MATERIALE FORNITO:

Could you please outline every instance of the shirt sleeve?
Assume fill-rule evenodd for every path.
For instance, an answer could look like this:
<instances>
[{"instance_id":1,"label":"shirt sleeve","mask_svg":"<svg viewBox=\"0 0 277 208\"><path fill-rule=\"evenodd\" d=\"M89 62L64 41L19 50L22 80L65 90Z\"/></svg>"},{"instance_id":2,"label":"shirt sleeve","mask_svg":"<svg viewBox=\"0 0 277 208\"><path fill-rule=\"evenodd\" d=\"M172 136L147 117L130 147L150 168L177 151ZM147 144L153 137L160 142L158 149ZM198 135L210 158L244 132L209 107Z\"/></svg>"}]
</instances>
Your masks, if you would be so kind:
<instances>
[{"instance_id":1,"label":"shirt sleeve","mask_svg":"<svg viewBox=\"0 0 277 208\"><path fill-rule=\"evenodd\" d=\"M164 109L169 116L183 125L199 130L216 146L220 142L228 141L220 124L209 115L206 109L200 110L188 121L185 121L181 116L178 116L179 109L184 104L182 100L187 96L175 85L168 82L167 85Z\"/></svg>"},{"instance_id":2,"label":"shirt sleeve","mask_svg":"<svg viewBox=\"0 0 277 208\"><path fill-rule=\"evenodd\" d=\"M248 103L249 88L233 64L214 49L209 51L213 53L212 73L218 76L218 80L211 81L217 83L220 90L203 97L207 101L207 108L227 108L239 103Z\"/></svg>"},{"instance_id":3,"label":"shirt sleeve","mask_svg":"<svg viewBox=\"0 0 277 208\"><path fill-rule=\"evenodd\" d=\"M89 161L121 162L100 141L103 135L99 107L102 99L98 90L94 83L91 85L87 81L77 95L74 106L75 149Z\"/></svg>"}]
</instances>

ISTRUZIONI DA SEGUIRE: Individui ogni riga dei record in cui compare la stringa "every" e la ricopi per intero, considerando distinte le maiuscole dalle minuscole.

RISULTATO COMPLETO:
Could you please outline every instance of the shirt sleeve?
Assume fill-rule evenodd for every path.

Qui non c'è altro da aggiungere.